# WORK TO COMPLETE:
Please rewrite the lines below, putting "trace each instance" wherever "outline every instance" appears and leaving everything else unchanged.

*** EXTRACTED ENTRIES

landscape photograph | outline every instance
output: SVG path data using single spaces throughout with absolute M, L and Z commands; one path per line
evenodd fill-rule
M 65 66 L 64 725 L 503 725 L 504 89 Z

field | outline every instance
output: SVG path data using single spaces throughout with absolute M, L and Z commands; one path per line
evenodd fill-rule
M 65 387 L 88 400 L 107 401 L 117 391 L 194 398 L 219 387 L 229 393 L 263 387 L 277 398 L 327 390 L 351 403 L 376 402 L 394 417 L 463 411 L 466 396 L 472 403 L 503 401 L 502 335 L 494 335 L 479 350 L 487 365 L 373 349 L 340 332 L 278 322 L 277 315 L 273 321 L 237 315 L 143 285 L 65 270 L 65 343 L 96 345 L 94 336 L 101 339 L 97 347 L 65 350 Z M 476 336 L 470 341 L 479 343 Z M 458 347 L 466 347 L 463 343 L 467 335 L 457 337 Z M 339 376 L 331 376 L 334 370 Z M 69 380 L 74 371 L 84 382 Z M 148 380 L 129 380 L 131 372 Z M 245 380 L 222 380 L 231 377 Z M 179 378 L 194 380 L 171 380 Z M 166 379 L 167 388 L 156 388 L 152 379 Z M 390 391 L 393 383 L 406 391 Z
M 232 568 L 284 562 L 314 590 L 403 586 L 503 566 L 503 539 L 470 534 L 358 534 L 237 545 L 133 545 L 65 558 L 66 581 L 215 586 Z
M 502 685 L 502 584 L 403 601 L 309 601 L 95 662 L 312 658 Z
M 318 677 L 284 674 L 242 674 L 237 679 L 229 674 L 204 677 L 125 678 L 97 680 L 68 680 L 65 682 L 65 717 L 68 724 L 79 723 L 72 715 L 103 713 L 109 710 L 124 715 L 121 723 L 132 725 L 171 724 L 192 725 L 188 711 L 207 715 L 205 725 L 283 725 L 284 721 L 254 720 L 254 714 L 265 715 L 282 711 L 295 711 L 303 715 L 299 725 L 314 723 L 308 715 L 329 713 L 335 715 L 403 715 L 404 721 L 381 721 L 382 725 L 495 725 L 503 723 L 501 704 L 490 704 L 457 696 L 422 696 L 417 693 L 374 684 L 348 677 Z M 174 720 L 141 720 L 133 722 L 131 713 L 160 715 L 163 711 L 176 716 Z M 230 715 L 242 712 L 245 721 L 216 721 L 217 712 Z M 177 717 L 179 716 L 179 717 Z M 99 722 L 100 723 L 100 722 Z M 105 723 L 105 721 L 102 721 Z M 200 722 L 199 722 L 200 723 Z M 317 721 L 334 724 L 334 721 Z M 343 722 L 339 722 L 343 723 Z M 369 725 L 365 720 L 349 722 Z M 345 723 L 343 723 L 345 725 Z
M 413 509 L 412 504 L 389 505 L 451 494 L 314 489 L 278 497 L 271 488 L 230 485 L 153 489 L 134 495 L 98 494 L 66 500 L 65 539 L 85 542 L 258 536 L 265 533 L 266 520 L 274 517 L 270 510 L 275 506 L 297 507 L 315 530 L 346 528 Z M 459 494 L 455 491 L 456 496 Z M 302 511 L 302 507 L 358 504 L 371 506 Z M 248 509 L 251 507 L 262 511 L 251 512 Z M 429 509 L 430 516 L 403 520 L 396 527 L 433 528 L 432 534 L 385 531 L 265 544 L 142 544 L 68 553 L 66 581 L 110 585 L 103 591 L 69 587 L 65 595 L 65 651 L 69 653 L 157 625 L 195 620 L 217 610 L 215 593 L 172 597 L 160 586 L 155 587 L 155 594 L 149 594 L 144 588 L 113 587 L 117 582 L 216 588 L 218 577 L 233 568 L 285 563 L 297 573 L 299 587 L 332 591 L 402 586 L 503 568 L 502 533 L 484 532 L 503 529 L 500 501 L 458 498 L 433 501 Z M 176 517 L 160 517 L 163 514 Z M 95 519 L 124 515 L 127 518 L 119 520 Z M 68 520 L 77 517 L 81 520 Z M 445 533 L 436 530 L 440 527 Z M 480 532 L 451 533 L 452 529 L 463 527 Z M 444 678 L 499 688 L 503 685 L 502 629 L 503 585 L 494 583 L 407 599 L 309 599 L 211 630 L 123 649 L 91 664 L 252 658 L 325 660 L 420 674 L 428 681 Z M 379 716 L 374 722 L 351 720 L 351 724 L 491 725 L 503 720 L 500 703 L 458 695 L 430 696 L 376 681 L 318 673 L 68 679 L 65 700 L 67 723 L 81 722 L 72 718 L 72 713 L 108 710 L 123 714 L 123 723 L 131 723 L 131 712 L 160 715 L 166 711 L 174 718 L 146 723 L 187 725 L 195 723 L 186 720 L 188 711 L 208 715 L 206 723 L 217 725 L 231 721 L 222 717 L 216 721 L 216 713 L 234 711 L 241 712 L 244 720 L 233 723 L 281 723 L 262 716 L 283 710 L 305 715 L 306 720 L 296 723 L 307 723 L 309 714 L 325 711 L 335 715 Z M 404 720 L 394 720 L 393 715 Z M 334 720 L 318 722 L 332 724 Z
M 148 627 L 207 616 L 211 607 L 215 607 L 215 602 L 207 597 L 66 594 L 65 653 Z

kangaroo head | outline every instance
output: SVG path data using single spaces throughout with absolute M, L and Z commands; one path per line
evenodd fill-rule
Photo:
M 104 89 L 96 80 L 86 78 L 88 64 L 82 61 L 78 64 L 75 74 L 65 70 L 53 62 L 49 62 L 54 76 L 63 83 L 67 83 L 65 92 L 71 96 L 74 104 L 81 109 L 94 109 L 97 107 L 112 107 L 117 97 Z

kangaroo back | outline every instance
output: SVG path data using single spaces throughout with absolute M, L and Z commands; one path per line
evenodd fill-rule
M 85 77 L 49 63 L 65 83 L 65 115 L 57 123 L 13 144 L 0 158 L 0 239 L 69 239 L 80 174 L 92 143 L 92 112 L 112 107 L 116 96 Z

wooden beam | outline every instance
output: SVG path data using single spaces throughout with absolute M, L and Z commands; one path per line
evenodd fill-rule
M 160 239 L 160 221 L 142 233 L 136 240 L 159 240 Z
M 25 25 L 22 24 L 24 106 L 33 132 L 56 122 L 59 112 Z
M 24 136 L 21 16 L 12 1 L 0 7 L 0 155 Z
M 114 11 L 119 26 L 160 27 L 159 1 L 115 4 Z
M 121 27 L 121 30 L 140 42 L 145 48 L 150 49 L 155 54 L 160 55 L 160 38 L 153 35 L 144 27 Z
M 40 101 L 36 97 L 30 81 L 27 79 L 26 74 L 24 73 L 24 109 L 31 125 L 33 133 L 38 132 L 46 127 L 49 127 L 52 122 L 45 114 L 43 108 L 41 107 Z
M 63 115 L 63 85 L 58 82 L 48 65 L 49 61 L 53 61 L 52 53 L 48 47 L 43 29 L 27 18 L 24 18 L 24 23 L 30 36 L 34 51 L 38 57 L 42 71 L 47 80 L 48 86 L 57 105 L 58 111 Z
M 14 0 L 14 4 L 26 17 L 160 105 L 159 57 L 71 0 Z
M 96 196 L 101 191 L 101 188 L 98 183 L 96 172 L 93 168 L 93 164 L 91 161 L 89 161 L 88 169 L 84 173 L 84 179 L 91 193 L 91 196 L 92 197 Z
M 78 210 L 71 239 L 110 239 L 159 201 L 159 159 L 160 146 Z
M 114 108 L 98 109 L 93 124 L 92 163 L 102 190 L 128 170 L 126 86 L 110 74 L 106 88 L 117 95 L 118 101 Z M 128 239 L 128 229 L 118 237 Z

******

# SOLUTION BELOW:
landscape photograph | trace each instance
output: SVG path data using single spaces throughout with absolute M, L and Z commands; one path per line
evenodd fill-rule
M 65 66 L 64 725 L 503 725 L 504 89 Z

field | trace each instance
output: SVG path data using single spaces throughout with absolute M, L and Z commands; one path per line
evenodd fill-rule
M 65 387 L 88 400 L 107 401 L 117 391 L 194 398 L 219 387 L 229 393 L 263 387 L 277 398 L 327 390 L 351 403 L 376 402 L 394 417 L 463 411 L 466 396 L 472 403 L 503 401 L 502 335 L 494 335 L 479 350 L 487 365 L 373 349 L 340 332 L 278 322 L 277 315 L 273 321 L 237 315 L 143 285 L 65 270 L 65 343 L 96 345 L 94 336 L 101 339 L 97 347 L 65 350 Z M 476 336 L 470 341 L 479 343 Z M 458 347 L 466 347 L 463 343 L 467 335 L 457 337 Z M 339 376 L 331 376 L 334 370 Z M 69 380 L 74 371 L 84 382 Z M 148 380 L 129 380 L 131 372 Z M 245 380 L 222 380 L 231 377 Z M 179 378 L 194 380 L 171 380 Z M 166 379 L 167 388 L 156 388 L 152 379 Z M 390 391 L 393 383 L 406 391 Z
M 232 568 L 284 562 L 314 590 L 403 586 L 503 566 L 503 539 L 470 534 L 358 534 L 237 545 L 133 545 L 65 558 L 66 581 L 215 586 Z
M 502 685 L 502 584 L 403 601 L 309 601 L 95 662 L 312 658 Z
M 318 677 L 284 674 L 242 674 L 237 679 L 229 674 L 204 677 L 125 678 L 97 680 L 68 680 L 65 682 L 65 717 L 68 724 L 79 723 L 72 715 L 103 713 L 109 710 L 124 715 L 121 723 L 132 725 L 171 724 L 192 725 L 188 711 L 207 715 L 205 725 L 283 725 L 284 721 L 254 720 L 254 714 L 265 715 L 282 711 L 295 711 L 303 715 L 299 725 L 314 723 L 308 715 L 329 713 L 335 715 L 403 715 L 404 721 L 381 721 L 382 725 L 495 725 L 503 723 L 501 704 L 490 704 L 457 696 L 422 696 L 417 693 L 374 684 L 348 677 Z M 174 720 L 141 720 L 133 722 L 131 713 L 160 715 L 163 711 L 176 716 Z M 230 715 L 242 712 L 245 721 L 216 721 L 217 712 Z M 177 717 L 179 716 L 179 717 Z M 99 722 L 100 723 L 100 722 Z M 105 723 L 105 721 L 102 721 Z M 200 722 L 199 722 L 200 723 Z M 317 721 L 334 724 L 334 721 Z M 343 722 L 339 722 L 343 723 Z M 369 725 L 365 720 L 349 722 Z M 345 723 L 343 723 L 345 725 Z
M 413 509 L 412 504 L 389 505 L 451 494 L 314 489 L 278 497 L 271 488 L 230 485 L 153 489 L 134 495 L 98 494 L 66 500 L 65 539 L 85 542 L 258 536 L 265 533 L 266 520 L 274 517 L 270 510 L 275 506 L 297 507 L 315 530 L 346 528 Z M 459 494 L 455 491 L 456 496 Z M 302 511 L 302 507 L 358 504 L 371 506 Z M 248 509 L 251 507 L 262 511 L 251 512 Z M 429 509 L 430 516 L 403 520 L 396 527 L 433 528 L 432 534 L 385 531 L 265 544 L 142 544 L 68 553 L 66 581 L 110 585 L 103 591 L 69 587 L 65 595 L 65 651 L 69 653 L 157 625 L 195 620 L 217 610 L 215 593 L 172 597 L 160 586 L 155 587 L 155 594 L 149 594 L 144 588 L 113 587 L 117 582 L 216 588 L 218 577 L 233 568 L 285 563 L 297 573 L 299 587 L 332 591 L 402 586 L 503 568 L 502 533 L 484 532 L 503 529 L 500 501 L 458 498 L 433 501 Z M 176 517 L 160 517 L 163 514 Z M 95 519 L 124 515 L 127 518 L 119 520 Z M 68 520 L 77 517 L 81 520 Z M 445 533 L 436 530 L 440 527 Z M 480 532 L 451 533 L 452 529 L 463 527 Z M 444 678 L 499 688 L 503 685 L 502 629 L 503 585 L 494 583 L 407 599 L 309 599 L 211 630 L 123 649 L 91 664 L 252 658 L 325 660 L 420 674 L 428 681 Z M 379 716 L 374 722 L 351 720 L 351 724 L 491 725 L 503 720 L 500 703 L 458 695 L 430 696 L 376 681 L 318 673 L 68 679 L 65 700 L 67 723 L 81 722 L 72 718 L 72 713 L 108 710 L 123 714 L 123 723 L 131 723 L 131 712 L 160 715 L 166 711 L 174 718 L 146 723 L 187 725 L 195 723 L 186 720 L 188 711 L 208 715 L 206 723 L 217 725 L 231 721 L 222 717 L 216 721 L 216 713 L 234 711 L 241 712 L 244 720 L 233 723 L 281 723 L 262 716 L 283 710 L 305 715 L 306 720 L 296 723 L 307 723 L 309 714 L 325 711 L 335 715 Z M 404 720 L 394 720 L 393 715 Z M 334 720 L 318 722 L 332 724 Z
M 148 627 L 207 616 L 211 607 L 215 607 L 215 602 L 207 597 L 66 594 L 65 653 Z

kangaroo head | trace each instance
output: SVG path data using single spaces throughout with absolute M, L and Z commands; one path per line
evenodd fill-rule
Photo:
M 104 89 L 96 80 L 86 78 L 88 64 L 82 61 L 78 64 L 75 74 L 65 70 L 53 62 L 49 62 L 54 76 L 63 83 L 67 83 L 65 92 L 71 96 L 74 104 L 81 109 L 94 109 L 97 107 L 112 107 L 117 97 Z

kangaroo back | trace each instance
output: SVG path data using single spaces throughout with absolute M, L and Z commands; one path per line
evenodd fill-rule
M 85 77 L 49 63 L 65 83 L 65 115 L 57 123 L 13 144 L 0 158 L 0 239 L 69 239 L 80 174 L 92 143 L 92 112 L 112 107 L 116 96 Z

wooden beam | trace each instance
output: SVG path data using single spaces throughout with absolute M, L and Z commands; one path per line
evenodd fill-rule
M 160 239 L 160 221 L 142 233 L 136 240 L 159 240 Z
M 25 25 L 22 24 L 24 106 L 33 132 L 56 122 L 59 112 Z
M 24 136 L 21 16 L 12 1 L 0 7 L 0 155 Z
M 114 11 L 119 26 L 160 27 L 159 1 L 115 4 Z
M 121 27 L 121 30 L 140 42 L 145 48 L 150 49 L 155 54 L 160 55 L 160 38 L 153 35 L 144 27 Z
M 40 101 L 36 97 L 30 81 L 27 79 L 26 74 L 24 73 L 24 109 L 31 125 L 33 133 L 38 132 L 46 127 L 49 127 L 52 122 L 45 114 L 43 108 L 41 107 Z
M 63 115 L 63 85 L 58 82 L 48 65 L 49 61 L 53 61 L 52 53 L 48 47 L 43 29 L 27 18 L 24 18 L 24 23 L 30 36 L 34 51 L 38 57 L 42 71 L 47 80 L 48 86 L 57 105 L 58 111 Z
M 14 0 L 14 4 L 26 17 L 160 105 L 159 57 L 71 0 Z
M 96 196 L 101 191 L 101 188 L 98 183 L 96 172 L 93 168 L 93 164 L 91 161 L 89 161 L 88 169 L 84 173 L 84 179 L 91 193 L 91 196 L 92 197 Z
M 78 210 L 71 239 L 110 239 L 159 201 L 159 159 L 160 146 Z
M 114 108 L 98 109 L 93 124 L 92 163 L 102 190 L 128 170 L 126 86 L 110 74 L 106 88 L 117 95 L 118 101 Z M 128 239 L 128 229 L 118 237 Z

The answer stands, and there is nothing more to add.